#### [Work item]
The result should be an exact copy of the lines from the one with "Target: white window blinds" through the last line of the data below, both included.

#### [Records to use]
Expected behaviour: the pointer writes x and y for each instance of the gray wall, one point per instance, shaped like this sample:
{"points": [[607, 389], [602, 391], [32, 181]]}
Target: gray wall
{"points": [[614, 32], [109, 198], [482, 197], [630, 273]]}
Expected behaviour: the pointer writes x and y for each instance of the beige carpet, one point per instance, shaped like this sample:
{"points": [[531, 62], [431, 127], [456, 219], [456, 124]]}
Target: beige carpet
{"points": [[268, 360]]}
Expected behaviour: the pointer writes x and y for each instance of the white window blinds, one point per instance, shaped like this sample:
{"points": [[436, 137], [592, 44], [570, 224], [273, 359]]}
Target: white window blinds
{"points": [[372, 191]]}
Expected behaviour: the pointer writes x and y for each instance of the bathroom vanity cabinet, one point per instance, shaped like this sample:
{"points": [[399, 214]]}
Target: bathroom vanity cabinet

#### [Result]
Target: white window blinds
{"points": [[372, 191]]}
Expected behaviour: the pointer writes x and y for each instance of the bathroom vanity cabinet, one point per instance, shaped like this sample:
{"points": [[399, 214]]}
Target: bathroom vanity cabinet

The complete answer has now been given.